### EXERCISE DETAILS
Rewrite everything from the line containing "glove in the photo above." down to the end of the entries as a JSON list of strings, with one string per line and blank lines omitted.

-- begin MATERIAL --

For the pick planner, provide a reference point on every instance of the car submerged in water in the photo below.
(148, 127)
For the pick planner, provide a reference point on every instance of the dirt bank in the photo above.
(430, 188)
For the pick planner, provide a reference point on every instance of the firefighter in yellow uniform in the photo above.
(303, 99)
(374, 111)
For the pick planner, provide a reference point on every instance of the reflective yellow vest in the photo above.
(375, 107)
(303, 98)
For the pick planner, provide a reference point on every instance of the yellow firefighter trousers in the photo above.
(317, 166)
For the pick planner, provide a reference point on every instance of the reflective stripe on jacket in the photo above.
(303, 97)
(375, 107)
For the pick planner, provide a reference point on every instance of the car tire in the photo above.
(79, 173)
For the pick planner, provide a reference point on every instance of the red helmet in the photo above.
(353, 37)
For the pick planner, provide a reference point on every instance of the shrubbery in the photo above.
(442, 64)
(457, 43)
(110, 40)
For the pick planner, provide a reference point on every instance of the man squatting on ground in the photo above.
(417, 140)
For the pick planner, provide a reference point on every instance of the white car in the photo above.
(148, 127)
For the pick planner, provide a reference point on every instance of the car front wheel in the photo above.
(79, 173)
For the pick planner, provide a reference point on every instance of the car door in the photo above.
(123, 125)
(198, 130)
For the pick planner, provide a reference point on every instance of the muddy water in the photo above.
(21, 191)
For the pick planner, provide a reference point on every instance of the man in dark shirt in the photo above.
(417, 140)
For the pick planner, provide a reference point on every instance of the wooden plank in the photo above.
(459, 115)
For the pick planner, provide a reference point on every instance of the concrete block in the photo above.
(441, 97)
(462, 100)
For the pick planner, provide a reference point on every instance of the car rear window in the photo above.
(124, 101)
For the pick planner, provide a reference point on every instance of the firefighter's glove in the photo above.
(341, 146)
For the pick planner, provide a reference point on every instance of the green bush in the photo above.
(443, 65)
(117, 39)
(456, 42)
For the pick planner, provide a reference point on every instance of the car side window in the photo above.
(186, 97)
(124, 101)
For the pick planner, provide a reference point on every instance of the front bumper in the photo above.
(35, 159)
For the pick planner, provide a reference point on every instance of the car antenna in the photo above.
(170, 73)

-- end MATERIAL --

### EXERCISE RESPONSE
[
  "For the pick planner, provide a reference point on every instance of the firefighter's glove in the photo above.",
  "(341, 146)",
  "For the pick planner, provide a reference point on every instance of the green bush in the photo above.",
  "(443, 65)",
  "(117, 39)",
  "(456, 42)",
  "For the pick planner, provide a reference point on every instance of the car side window in the photo above.",
  "(186, 97)",
  "(124, 101)",
  "For the pick planner, provide a reference point on every instance of the front bumper in the photo above.",
  "(35, 159)",
  "For the pick planner, provide a reference point on every instance of the car antenna in the photo above.",
  "(170, 73)"
]